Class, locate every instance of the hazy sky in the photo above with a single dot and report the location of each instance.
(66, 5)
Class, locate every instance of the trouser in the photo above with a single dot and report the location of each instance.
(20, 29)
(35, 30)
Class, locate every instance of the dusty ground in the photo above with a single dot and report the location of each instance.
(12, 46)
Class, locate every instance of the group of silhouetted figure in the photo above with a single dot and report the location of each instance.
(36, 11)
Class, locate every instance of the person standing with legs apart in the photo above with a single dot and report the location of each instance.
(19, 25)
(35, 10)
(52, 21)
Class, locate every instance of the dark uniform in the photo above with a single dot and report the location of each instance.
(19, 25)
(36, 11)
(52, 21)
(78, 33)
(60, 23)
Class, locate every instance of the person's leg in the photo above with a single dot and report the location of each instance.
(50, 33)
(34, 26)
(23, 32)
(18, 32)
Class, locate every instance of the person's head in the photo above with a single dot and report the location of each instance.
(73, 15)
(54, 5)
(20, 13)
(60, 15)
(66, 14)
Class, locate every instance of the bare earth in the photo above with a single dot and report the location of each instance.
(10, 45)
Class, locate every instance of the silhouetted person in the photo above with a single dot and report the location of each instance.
|---|
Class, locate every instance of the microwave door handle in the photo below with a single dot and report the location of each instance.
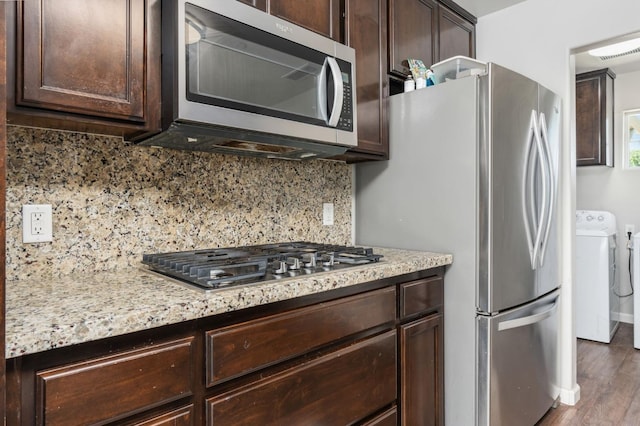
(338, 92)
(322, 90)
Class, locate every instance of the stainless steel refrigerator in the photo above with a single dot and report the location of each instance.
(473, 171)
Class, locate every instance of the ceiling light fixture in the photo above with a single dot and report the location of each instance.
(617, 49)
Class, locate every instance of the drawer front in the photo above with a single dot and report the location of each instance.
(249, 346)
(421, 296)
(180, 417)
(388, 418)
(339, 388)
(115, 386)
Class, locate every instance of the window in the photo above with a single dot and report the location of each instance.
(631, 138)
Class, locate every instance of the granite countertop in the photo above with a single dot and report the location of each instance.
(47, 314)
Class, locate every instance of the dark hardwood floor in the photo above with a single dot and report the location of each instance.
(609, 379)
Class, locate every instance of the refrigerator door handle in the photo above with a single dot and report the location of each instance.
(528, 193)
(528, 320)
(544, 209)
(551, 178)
|---|
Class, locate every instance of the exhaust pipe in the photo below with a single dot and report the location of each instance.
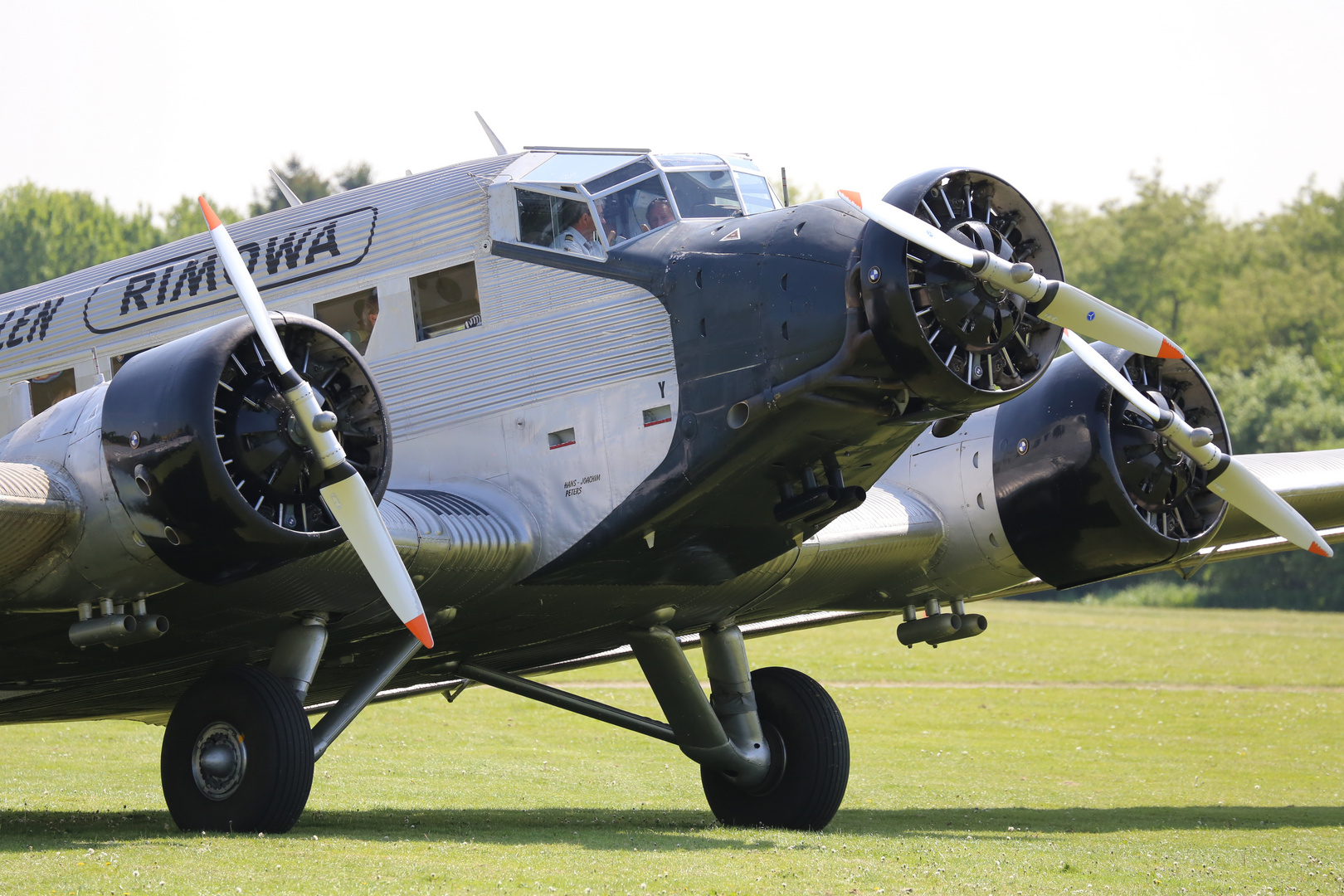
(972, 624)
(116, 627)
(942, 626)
|---|
**TASK BRIEF:**
From the listing above, pull out every line that contains the word "silhouetted".

**FULL ANSWER:**
Class, locate every instance of the group of silhouetted figure in the photo above with a single dot and report the location of each instance.
Class, locate every instance of the silhouetted person in the photo above with a single dot and report the location of each instance.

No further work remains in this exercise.